> Source extract
-.-.-
Commentary: How to sabotage your child’s future – five dangerous notions about life, careers and education
The most dangerous notions about education come from the people who have the most influence over the future of our youth yet have the least idea on how to guide their children, says Crystal Lim
SINGAPORE: “By the time you graduate, everything you will have learnt will already be obsolete.” said the CFO of a major global bank to the audience of University students at a career workshop I was hosting.
“So what’s the point of school?” whispered one of the students to another, both shaking their heads in commiseration.
Welcome to the huge elephant in the room of higher education. No one quite knows what skills will be relevant for us in the future. Not the students, not even the employer and certainly not the grey-haired academics nominally in charge of preparing your daughter or son to face the age of disruption.
The most dangerous notions about education, in my opinion, come from the people who have the most influence over the future of our youth and the least idea about how to guide their children. Yes, parents, I’m looking at you.
Over the years, in my previous life as a director of a university career centre, I have heard hundreds of stories from the frontline where my team of more than 20 career coaches counselled students who were burned out, run down or plain old disillusioned with life.
Mental health conditions like depression and anxiety were rising rapidly. More often than not, the root cause was them doing a course because of parental expectations rather than pursuing their own interests.
My clinical psychologist partner Greg too hears similar stories from clients further down the line in their careers, who may seem successful on the outside, but feel like they’re struggling with old emotional baggage and in finding meaning from life and work.
-.-.-
> Raw data

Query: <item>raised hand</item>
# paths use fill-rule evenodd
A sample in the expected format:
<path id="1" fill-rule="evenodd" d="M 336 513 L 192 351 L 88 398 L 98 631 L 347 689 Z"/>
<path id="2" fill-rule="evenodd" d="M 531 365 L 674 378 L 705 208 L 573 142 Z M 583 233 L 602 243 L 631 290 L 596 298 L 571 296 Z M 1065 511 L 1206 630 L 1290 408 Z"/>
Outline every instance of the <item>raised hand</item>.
-.-.-
> Assigned task 1
In the commentary on children's education and careers, why does the writer say the most dangerous notions about education come from parents?
> Assigned task 2
Carry on the commentary on children's education and careers, picking up after its final paragraph.

> Final answer 1
Parents have the most influence over the future of young people, yet they have the least idea about how to guide their children.

> Final answer 2
This left me convinced of the urgent need for us parents to update our attitudes and mindsets, and reimagine how we steward our youth into this brave new future.
In particular, I want to highlight some common unintentional mistakes I’ve seen parents make which sabotage their child’s chances of finding joy and meaning from their higher education and work life.
MISTAKE #1: THINKING STEM SUBJECTS ARE MORE IMPORTANT THAN THE HUMANITIES
Data suggests that demand will continue to rise for jobs in the science and tech sector. But did you know many employers in tech and life sciences sectors are more interested in hiring students from the humanities disciplines?
One surprising trend I’ve seen over the past few years is traditional STEM (science, technology, engineering and mathematics) companies trying to diversify their talent and hire more non-STEM graduates. For example, bio-pharma companies who are trying to hire anthropologists and social science students to help them pivot their business focus into wellness, and tech titans trying to hire liberal arts students to boost their innovation capacities.
As a senior engineer from a leading tech firm said to me: “If I hire 100 computing science students in Singapore, I normally get just one answer to a problem. They’re trained to see the problem in the same way. But if I hire 10 humanities students, I get 10 whole new perspectives.
Diana Britt, APAC & Japan Head of Google Cloud Search, says: “Most people think of Google and believe it’s all about engineering. Yet our capacity to be a leader and innovate is based on “diversity of thought" merging the best engineers with the best creative thinkers to come up with the "best decision".
Futurists also agree that the most valuable skills of the future are linked to humanistic, social emotional competencies machines find hard to replicate and that students need to expose themselves to a broad array of generalist experiences rather than devote themselves to a single deep area of expertise that risk being disrupted.
There has never been a more crucial time for our students to invest deliberately in cultivating their soft skills like empathy, creativity and self-awareness, and for parents and educators to place as much importance on them as learning math or science.
MISTAKE #2: BEING FIXATED ON GETTING YOUR CHILD INTO A PRESTIGIOUS UNIVERSITY
The truth behind why people pay so much for a university degree is because in the past, that piece of paper signalled to employers, friends and family: “Look at me, I am smart and diligent.”
In the past, when university degrees were rarer, they did a more efficient job in allowing employers to identify talent.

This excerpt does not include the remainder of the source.